10.The Claimant submits that where an employer terminates an employee on alleged poor work performance, the procedure is equally provided for in Section 41(1) and (2) of the Employment Act 2007. She submits that the employer shall explain to the employee in a language the employee understands, the reason for which the employer is considering termination and shall hear and consider any representation which the employee and the person, if any, chosen by the employee, may make on the ground of misconduct or poor performance. She submits that in the instant case no evidence whatsoever was adduced to show that the claimant was given ample opportunity to articulate herself and exonerate herself of the allegations levelled against her. Relying on the holding in Fredrick Odongo Owegi v CFC Life Assurance Limited [2014] eKLR, the Claimant submits that procedure adopted by the Respondent in terminating her employment was not fair and that Section 45(2)(c) of the Employment Act provides that a termination of employment by an employer becomes unfair if the employer fails to prove that the employment was terminated in accordance with fair procedure. It is the Claimant's case that the termination/dismissal was unfair, wrongful and unprocedural.

## STORED DATA

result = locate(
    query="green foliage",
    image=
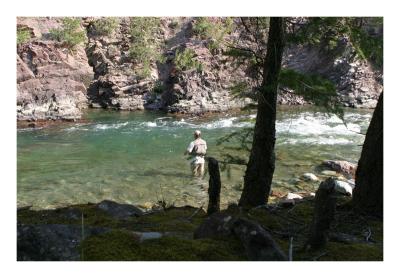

## SHORT TASK
Copy out, word for word, the entire excerpt above on the Claimant's submissions about unfair termination.

## ANSWER TO THE PROBLEM
10.The Claimant submits that where an employer terminates an employee on alleged poor work performance, the procedure is equally provided for in Section 41(1) and (2) of the Employment Act 2007. She submits that the employer shall explain to the employee in a language the employee understands, the reason for which the employer is considering termination and shall hear and consider any representation which the employee and the person, if any, chosen by the employee, may make on the ground of misconduct or poor performance. She submits that in the instant case no evidence whatsoever was adduced to show that the claimant was given ample opportunity to articulate herself and exonerate herself of the allegations levelled against her. Relying on the holding in Fredrick Odongo Owegi v CFC Life Assurance Limited [2014] eKLR, the Claimant submits that procedure adopted by the Respondent in terminating her employment was not fair and that Section 45(2)(c) of the Employment Act provides that a termination of employment by an employer becomes unfair if the employer fails to prove that the employment was terminated in accordance with fair procedure. It is the Claimant's case that the termination/dismissal was unfair, wrongful and unprocedural.